▶ Exercise instructions:
(A) Update the piece on state health care plans below: write it out again starting at "No wonder long-time" and ending at "much as $66,000.", with "template" changed to "blueprint".
(B) Go on with the piece on state health care plans below, picking up after its last sentence.

▶ Text under study:
+-------+

By CHARLES M. ARLINGHAUS
Apparently people in Washington think we pay no attention to what happens in our neighboring states. The President decided to speak on government health care plans in New Hampshire because each of the neighboring states has had a failed experiment with exactly the kind of changes Washington wants to bring to all of us.
None of the rhetoric in the President's speech was new to New Englanders. All of it is eerily reminiscent of the hopes and dreams of Dirigo Choice in Maine and Commonwealth Care in Massachusetts. Both of those plans went into effect, and neither has proved effective, which makes it odd that Congress and the President wish to develop a plan by copying the broad outlines of the "Massachusetts model."
Dirigo Choice was our region's first foray into having the government save money by spending money. The law was passed six years ago, about a month after it was introduced. Despite the short period of study, supporters were confident Maine's bold new experiment would prove a model of reform for states around the country. Maine's state slogan, "Dirigo," means "I lead." They hoped that as Maine went, so would go the country.
Dirigo's promise was great. It would eliminate the uninsured with no taxes at all. The plan would be paid for by savings in uncompensated care and end up reducing insurance costs for everyone. The plan included a significant Medicaid expansion and a subsidized government or "public option."
Six years later, it turns out that what sounded too good to be true was too good to be true.
Dirigo hoped to sign up 30,000 uninsured residents in year one and all 140,000 estimated uninsured residents by 2009. How did it do? In 2009, the Dirigo plan -- which promised to lead the nation and serve as a model for all -- covered about 3,500 previously uninsured people, or about 3 percent of its goal.
As for having no cost, the Dirigo plan has cost Maine taxpayers $150 million. Despite the taxpayer subsidy, premiums have been increasing and benefits dropping. Dirigo premiums climbed 74 percent during a period when state employee premium costs climbed only 17 percent. Skyrocketing costs have also required significant benefit reductions in the public plan. Hospital costs, for example, are now reimbursed at 70 percent, not 80 percent.
No wonder long-time Dirigo chronicler Tarren Bragdon called his look back at Dirigo "A Series of Unfortunate Events."
Just as unfortunate was the recent Massachusetts effort that is serving as a template for most of what Congress and the President want to do. Massachusetts added individual and employer mandates -- every business with at least 10 employees had to offer insurance to employees, and every resident of the state not otherwise covered had to buy insurance. There were subsidies for families earning as much as $66,000.

+-------+

▶ Supplied entries:

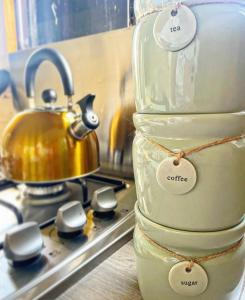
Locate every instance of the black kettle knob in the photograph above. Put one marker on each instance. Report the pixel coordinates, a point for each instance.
(49, 96)
(89, 117)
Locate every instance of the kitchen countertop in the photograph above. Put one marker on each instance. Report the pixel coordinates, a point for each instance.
(113, 279)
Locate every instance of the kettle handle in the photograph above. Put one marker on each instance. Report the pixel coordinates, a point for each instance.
(58, 60)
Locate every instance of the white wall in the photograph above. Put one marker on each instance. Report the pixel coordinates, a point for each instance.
(3, 49)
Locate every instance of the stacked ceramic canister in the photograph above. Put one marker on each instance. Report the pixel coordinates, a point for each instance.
(189, 149)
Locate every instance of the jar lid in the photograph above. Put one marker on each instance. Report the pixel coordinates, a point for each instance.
(193, 126)
(173, 238)
(142, 7)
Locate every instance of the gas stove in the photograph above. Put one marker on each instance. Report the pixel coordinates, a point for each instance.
(62, 255)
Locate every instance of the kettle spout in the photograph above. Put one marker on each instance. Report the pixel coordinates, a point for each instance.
(87, 121)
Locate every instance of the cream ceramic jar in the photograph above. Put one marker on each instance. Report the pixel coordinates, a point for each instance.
(204, 76)
(159, 272)
(217, 199)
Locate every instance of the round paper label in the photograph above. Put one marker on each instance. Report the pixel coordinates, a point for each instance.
(188, 282)
(177, 177)
(175, 28)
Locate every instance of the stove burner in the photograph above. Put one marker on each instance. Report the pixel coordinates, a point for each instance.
(44, 194)
(44, 190)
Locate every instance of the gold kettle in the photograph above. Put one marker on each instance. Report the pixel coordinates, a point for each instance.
(51, 144)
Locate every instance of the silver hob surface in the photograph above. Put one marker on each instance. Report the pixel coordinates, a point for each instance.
(61, 258)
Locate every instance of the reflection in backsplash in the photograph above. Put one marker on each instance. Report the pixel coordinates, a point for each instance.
(101, 64)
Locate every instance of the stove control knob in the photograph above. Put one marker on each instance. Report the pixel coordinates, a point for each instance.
(104, 200)
(23, 244)
(70, 219)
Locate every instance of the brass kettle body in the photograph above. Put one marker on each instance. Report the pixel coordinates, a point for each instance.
(51, 144)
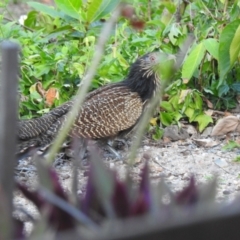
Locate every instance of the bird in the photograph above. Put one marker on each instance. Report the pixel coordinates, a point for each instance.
(107, 112)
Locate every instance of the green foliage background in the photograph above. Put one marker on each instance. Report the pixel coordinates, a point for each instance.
(58, 42)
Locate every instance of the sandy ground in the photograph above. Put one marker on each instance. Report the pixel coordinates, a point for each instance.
(174, 161)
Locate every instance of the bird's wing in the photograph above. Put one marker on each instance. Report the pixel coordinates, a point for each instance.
(104, 115)
(34, 127)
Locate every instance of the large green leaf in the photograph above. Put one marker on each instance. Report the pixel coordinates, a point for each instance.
(235, 46)
(193, 60)
(93, 8)
(106, 7)
(203, 120)
(212, 46)
(70, 7)
(228, 49)
(45, 9)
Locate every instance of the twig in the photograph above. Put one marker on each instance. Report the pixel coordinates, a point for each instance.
(8, 129)
(74, 212)
(84, 86)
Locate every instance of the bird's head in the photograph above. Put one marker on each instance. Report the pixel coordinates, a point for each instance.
(145, 73)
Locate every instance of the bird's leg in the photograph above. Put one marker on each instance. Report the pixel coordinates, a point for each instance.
(120, 143)
(113, 151)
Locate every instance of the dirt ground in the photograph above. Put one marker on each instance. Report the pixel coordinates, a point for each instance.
(174, 161)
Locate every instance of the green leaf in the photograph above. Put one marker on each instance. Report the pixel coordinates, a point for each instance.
(70, 7)
(223, 89)
(228, 48)
(158, 133)
(203, 120)
(93, 8)
(45, 9)
(193, 60)
(166, 118)
(106, 7)
(197, 100)
(235, 46)
(190, 114)
(167, 106)
(212, 46)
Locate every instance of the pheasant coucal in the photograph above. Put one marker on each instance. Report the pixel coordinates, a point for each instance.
(106, 112)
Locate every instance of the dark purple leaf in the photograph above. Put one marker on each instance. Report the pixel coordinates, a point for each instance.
(18, 230)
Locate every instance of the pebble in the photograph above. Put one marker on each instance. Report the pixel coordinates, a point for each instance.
(226, 192)
(221, 162)
(65, 176)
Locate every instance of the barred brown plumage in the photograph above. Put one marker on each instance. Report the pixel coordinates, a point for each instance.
(106, 112)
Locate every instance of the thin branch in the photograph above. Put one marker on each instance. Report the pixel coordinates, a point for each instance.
(86, 82)
(74, 212)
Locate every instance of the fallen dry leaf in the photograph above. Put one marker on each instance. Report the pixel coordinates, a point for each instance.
(209, 112)
(40, 89)
(227, 114)
(50, 96)
(205, 142)
(183, 95)
(209, 104)
(226, 125)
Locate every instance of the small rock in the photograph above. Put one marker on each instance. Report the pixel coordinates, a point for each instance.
(221, 162)
(226, 192)
(111, 165)
(65, 176)
(186, 176)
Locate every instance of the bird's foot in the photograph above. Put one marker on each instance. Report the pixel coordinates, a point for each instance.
(117, 156)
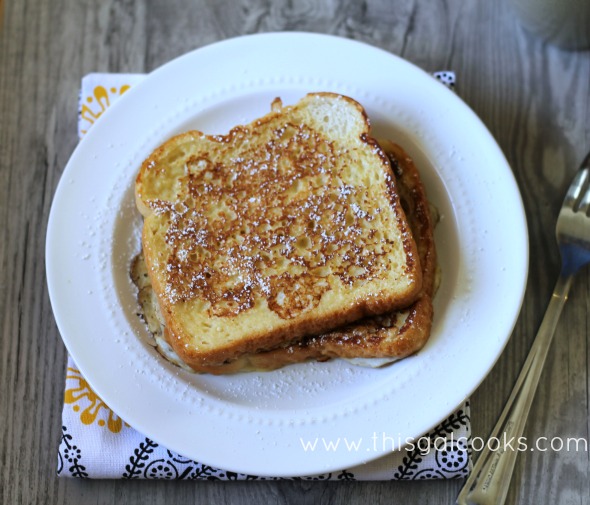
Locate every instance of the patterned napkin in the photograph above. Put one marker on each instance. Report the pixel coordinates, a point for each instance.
(96, 443)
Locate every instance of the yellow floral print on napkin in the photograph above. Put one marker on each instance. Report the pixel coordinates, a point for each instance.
(94, 105)
(85, 401)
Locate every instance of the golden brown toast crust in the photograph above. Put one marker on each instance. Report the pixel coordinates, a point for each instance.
(394, 335)
(313, 248)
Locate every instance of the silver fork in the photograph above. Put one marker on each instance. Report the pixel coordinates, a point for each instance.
(490, 478)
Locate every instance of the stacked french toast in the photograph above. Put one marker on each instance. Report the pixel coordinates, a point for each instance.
(296, 237)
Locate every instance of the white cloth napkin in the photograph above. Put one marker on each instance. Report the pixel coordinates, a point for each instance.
(96, 443)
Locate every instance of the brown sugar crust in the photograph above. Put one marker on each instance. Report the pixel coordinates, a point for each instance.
(284, 228)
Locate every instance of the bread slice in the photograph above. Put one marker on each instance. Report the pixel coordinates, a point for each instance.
(392, 336)
(287, 227)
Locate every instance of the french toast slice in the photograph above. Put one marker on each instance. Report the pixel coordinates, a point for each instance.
(394, 335)
(376, 340)
(287, 227)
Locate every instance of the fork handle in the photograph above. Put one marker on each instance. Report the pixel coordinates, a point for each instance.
(489, 480)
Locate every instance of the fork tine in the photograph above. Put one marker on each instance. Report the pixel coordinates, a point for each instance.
(576, 188)
(585, 201)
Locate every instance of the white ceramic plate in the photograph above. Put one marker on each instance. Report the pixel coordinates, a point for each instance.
(257, 423)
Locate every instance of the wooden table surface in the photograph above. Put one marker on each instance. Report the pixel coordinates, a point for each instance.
(533, 97)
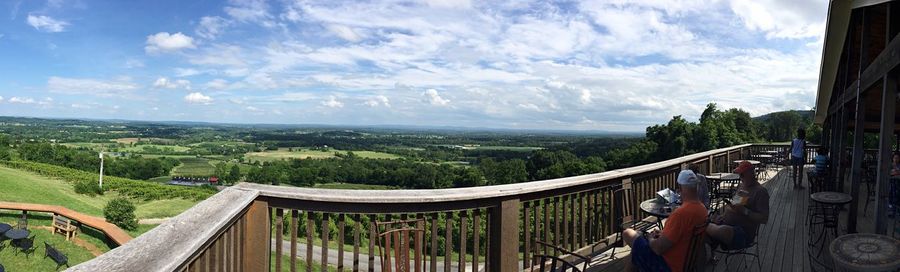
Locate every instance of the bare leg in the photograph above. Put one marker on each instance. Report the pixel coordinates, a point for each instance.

+-------+

▶ Written responses:
(A)
No wonder long-time Dirigo chronicler Tarren Bragdon called his look back at Dirigo "A Series of Unfortunate Events."
Just as unfortunate was the recent Massachusetts effort that is serving as a blueprint for most of what Congress and the President want to do. Massachusetts added individual and employer mandates -- every business with at least 10 employees had to offer insurance to employees, and every resident of the state not otherwise covered had to buy insurance. There were subsidies for families earning as much as $66,000.

(B)
Lawmakers assumed that if everyone had insurance, premiums would decline on average. More important, they assumed that emergency room usage would decline significantly and the state would save millions on uncompensated care. Then-governor Mitt Romney predicted premium decreases of 25 percent or more.
But politics will always intervene. Rather than offering middle income people and young professionals a simple catastrophic plan, more and more mandates were added. As a result, premiums have increased, costs are out of control, and many are still uninsured despite a mandate to be insured.
Rather than declining, insurance premiums in Massachusetts are rising much faster than the national average. The cost of family coverage is about 30 percent higher in Massachusetts than the national average. In addition, the waiting time to see a doctor has increased from 33 days to 52 days.
Commonwealth Care, the subsidized insurance part of reform, will cost almost $900 million, about 20 percent higher than projected. To make up for the shortfall, the state ordered subsidized insurers to cut payments to service providers and is considering capping insurance premiums, excluding some residents from eligibility, and limiting coverage to "services that produce the highest value when considering both clinical effectiveness and cost." In other words, rationing.
Despite the costs and the subsidies, 3 to 6 percent of the population -- depending on the measurement used -- are still uninsured. Rather than creating an affordable option, state mandates made unaffordable premiums less affordable.
Dirigo Choice and Commonwealth Care were both noble experiments that adopted one approach to try and expand care and control costs. However, they failed. If states really are laboratories of democracy, as we often say, we should look carefully at the results of these experiments. They failed. It would be a shame to recreate them on a national scale.
Charles M. Arlinghaus is president of the Josiah Bartlett Center for Public Policy, a free-market think tank in Concord.